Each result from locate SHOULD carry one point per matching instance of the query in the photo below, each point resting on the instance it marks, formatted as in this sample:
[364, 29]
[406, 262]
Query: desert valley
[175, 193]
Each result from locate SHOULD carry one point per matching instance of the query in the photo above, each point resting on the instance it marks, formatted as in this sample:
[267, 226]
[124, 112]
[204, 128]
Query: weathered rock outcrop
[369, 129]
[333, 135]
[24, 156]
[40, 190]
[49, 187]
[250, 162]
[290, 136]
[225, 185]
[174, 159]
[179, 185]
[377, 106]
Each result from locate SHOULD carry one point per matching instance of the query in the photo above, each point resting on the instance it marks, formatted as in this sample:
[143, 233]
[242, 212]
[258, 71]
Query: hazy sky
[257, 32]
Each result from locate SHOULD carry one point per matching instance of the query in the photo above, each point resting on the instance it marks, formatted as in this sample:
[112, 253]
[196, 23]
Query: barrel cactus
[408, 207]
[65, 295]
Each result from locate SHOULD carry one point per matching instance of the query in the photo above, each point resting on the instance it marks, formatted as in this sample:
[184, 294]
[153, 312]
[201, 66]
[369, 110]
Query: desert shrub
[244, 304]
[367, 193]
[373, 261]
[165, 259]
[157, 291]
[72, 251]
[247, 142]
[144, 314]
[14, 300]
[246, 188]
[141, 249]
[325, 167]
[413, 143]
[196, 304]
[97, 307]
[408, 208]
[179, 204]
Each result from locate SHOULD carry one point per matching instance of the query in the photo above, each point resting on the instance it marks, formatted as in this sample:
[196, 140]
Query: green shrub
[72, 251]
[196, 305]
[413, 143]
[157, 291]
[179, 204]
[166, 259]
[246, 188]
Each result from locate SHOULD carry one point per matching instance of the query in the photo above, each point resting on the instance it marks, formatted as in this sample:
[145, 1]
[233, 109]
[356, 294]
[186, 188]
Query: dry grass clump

++++++++

### Task item
Reproduce the entries above in full, precisely as written.

### Solved exercise
Each result from locate SHOULD carry one point per matching instance of the query in the photo below, each point resting on the instance it marks, formatted as in this sample:
[364, 29]
[406, 262]
Query: desert valley
[175, 193]
Each result from locate SHOULD carry one point per matching instance of the query in the photo above, each point resting on the instance it marks, formatted as in this sample:
[267, 226]
[124, 112]
[204, 128]
Query: weathered rock outcrop
[369, 129]
[333, 135]
[24, 156]
[40, 190]
[49, 187]
[250, 162]
[290, 136]
[225, 185]
[174, 159]
[179, 185]
[377, 106]
Each result from locate SHOULD carry one point per matching instance of the query in the photo above, each point resting on the instance it marks, formatted as in this sample:
[143, 233]
[242, 212]
[258, 71]
Query: hazy sky
[257, 32]
Each result from locate SHOULD carry one point per matching instance of the query in the photo above, each point resting on the instance it marks, formatted as in this sample:
[112, 253]
[196, 23]
Query: barrel cactus
[408, 207]
[65, 295]
Each result from locate SHOULD carry one point per matching instance of the query in the photo above, each point resting on the instance it marks, formatted as in this sample:
[184, 294]
[153, 312]
[201, 66]
[369, 110]
Query: desert shrub
[244, 304]
[367, 193]
[373, 261]
[165, 259]
[157, 291]
[72, 251]
[247, 142]
[144, 314]
[14, 300]
[246, 188]
[141, 249]
[325, 167]
[413, 143]
[196, 304]
[97, 307]
[408, 208]
[179, 204]
Each result from locate SHOULD carry one point per matching instance of the query in the photo above, each point resting on the instance it marks, formatted as in this sample:
[196, 140]
Query: green shrub
[72, 251]
[196, 305]
[413, 143]
[157, 291]
[179, 204]
[166, 259]
[246, 188]
Each result from locate SHOULD carry one point per matching instance of the query in the photo above, each point resting on the instance it marks, formatted as in this sample:
[145, 1]
[233, 109]
[356, 294]
[186, 188]
Query: dry grass clump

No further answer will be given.